* _Tamamlanacak Alıştırmalar_:
1 - Mersin Narenciye Festivali yazısında "Parasal anlamda Büyükşehir" ifadesinden "diğer ifadeyle hastalık?" ifadesine kadar uzanan bölümü, "organizasyonun" yerine "etkinliğin" koyarak düzenleyip yeniden yazınız.
2 - Mersin Narenciye Festivali yazısını kaldığı yerden sürdürünüz.

* _Okuma Metni_:
——
2009’da yapılmaya başlanan ve bu yıl gerçekleştirilse 6.sına tanıklık edeceğimiz Mersin Narenciye Festivali cephesinde ses, nefes yok.
Aslında aylar öncesinden duyurulmuştu etkinliğin 14-15 Kasım tarihinde yapılacağı…
Dolayısıyla aksayan ama kamuoyuna pek yansımayan bir şeyler olduğu su götürmez.
Parasal anlamda Büyükşehir Belediyesiyle Mersin Ticaret borsasının en büyük katkıyı verdiği merkezdeki 4 belediyenin de eşit oranda katıldığı bütçesiyle narenciye gibi Mersinin marka potansiyeli yüksek en önemli ürününün tanıtılması anlamında önemli işleve sahip organizasyonun başına gelenleri öğrenmek herkesin hakkı…
Günümüzde hiçbir şey gizli kalmayacağına göre yakında festivalin bu yıl neden yapılmadığını da öğreniriz nasılsa…
Ama gerekçesi ne olursa olsun, başka alanlarda, etkinliklerde olduğu gibi Mersinin temel hastalıklarından birinin nüksettiği gerçeği bir kez daha ortaya çıkıyor ki, üzücü olan da bu.
Nedir temel sorun ve diğer ifadeyle hastalık?
Kurumsallaşmamak, her türden faaliyeti kişilerle kaim olmaktan kurtaramamak…
Sorun Narenciye festivaliyle de sınırlı değil.
 Mersin İdmanyurdu gibi bir marka değerin 45 yıllık son dönemine göz atın, hep aynı dertlerin durmadan nüksetmesiyle yatağa düşen, hatta zaman zaman komaya giren hastayla karşılaşacaksınız.
Bazıları yazdıklarıma bakıp “araba devrilince söz söylemek kolay” diye düşünebilir.
——
(Veri kayıtları)
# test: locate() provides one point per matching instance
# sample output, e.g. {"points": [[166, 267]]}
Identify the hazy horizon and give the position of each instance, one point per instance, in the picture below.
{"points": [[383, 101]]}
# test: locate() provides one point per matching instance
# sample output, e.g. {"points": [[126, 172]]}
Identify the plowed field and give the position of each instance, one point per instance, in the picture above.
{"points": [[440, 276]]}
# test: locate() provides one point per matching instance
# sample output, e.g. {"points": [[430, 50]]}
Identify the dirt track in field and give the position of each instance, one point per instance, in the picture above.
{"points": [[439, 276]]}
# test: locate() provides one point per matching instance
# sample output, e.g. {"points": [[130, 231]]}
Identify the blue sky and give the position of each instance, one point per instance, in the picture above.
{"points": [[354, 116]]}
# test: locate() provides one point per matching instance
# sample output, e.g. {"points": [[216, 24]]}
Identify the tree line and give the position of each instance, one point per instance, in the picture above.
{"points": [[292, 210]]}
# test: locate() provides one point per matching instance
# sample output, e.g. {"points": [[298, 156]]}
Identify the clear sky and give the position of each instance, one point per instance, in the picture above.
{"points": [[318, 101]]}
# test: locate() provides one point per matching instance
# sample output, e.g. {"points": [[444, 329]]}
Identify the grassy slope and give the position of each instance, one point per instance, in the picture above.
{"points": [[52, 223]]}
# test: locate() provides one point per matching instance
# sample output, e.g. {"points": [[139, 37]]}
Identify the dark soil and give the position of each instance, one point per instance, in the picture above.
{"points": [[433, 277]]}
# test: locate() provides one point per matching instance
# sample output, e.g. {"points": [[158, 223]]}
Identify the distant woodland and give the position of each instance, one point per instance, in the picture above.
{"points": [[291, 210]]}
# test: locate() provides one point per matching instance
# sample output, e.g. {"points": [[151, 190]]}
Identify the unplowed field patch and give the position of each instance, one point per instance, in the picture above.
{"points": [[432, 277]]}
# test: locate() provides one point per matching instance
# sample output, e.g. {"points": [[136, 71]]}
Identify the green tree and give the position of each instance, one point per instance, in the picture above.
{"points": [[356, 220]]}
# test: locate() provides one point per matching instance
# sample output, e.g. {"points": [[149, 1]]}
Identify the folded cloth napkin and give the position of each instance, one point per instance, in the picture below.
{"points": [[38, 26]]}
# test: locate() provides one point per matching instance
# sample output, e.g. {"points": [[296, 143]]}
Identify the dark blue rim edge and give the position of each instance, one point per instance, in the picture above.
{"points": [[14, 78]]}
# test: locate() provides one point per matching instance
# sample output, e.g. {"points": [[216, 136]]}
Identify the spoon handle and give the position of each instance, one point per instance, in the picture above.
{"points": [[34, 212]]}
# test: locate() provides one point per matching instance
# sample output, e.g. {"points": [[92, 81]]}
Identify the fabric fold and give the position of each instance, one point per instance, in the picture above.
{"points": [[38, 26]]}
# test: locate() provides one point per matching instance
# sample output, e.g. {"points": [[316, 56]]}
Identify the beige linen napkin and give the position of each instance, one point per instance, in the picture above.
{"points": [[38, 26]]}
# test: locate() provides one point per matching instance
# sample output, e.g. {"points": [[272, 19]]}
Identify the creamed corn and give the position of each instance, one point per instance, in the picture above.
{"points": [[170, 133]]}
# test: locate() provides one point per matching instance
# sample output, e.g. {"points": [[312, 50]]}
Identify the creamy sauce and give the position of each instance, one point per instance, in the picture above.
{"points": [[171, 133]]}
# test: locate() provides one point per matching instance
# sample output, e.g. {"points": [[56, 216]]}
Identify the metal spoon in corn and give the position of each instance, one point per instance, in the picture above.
——
* _Alıştırma Yanıtları_:
1 -
Parasal anlamda Büyükşehir Belediyesiyle Mersin Ticaret borsasının en büyük katkıyı verdiği merkezdeki 4 belediyenin de eşit oranda katıldığı bütçesiyle narenciye gibi Mersinin marka potansiyeli yüksek en önemli ürününün tanıtılması anlamında önemli işleve sahip etkinliğin başına gelenleri öğrenmek herkesin hakkı…
Günümüzde hiçbir şey gizli kalmayacağına göre yakında festivalin bu yıl neden yapılmadığını da öğreniriz nasılsa…
Ama gerekçesi ne olursa olsun, başka alanlarda, etkinliklerde olduğu gibi Mersinin temel hastalıklarından birinin nüksettiği gerçeği bir kez daha ortaya çıkıyor ki, üzücü olan da bu.
Nedir temel sorun ve diğer ifadeyle hastalık?

2 -
Oysa ben narenciye festivali konusunun tartışılmaya başlandığı ilk günden itibaren özellikle de kalıcılık ve istikrar konusuna dikkat çektiğim, etkinlikleri kişilerle kaim olmaktan kurtarıp kurumsal kimliklere kavuşturmak gerektiğini dile getirdiğim için bugün gönül rahatlığıyla ortaya çıkan tabloyu eleştirme hakkına sahip olduğuma inanıyorum.
İstanbul ve İzmir’i saymazsak Anadolu’ da “Portakal Bayramı” adı altında 1948’ de ilk etkinliği düzenleyen, 1970’ lerde dönemin Belediye Başkanı Kaya Mutlu girişimiyle tam bir hafta tüm ülkenin ilgisini çeken festivallere ev sahipliği yapan bir kentin bu türden girişimleri neden kalıcı biçimde sürdüremediğini sorguladım yıllarca…
Ve bu geçmişte yaşanan acı deneyimlerden yola çıkıp “narenciye festivalini bekleyen tehlikeye ve o tehlikenin yaşanmaması için yapılması gerekenlere ilk günden beri dikkat çekmeye, önerilerimi paylaşmaya çalıştım…
Ağustos 2012’ de kısıtlı kaynaklarını ve enerjisini üç ayrı festivalle tüketen Mersin’ in tek festivale odaklanmasını, Mersin’deki bu ve benzeri etkinliklerin Büyükşehir Belediyesi öncülüğünde kurulacak kurumsal kimliğe sahip bir kuruluş eliyle sürdürülmesini şu sözlerle kaleme almışım:
“Şu anda Mersin kurumsallaşmamış Büyükşehir konserleri olarak adlandırılacak etkinlikleri de sayarsak üç ayrı festivali aynı yılın farklı dönemlerinde yapmaya çalışıyor. Yapmaya çalışıyor çünkü dernekleşse de Mersin Müzik Festivali dahil kurumsal anlamda yapılanamıyor.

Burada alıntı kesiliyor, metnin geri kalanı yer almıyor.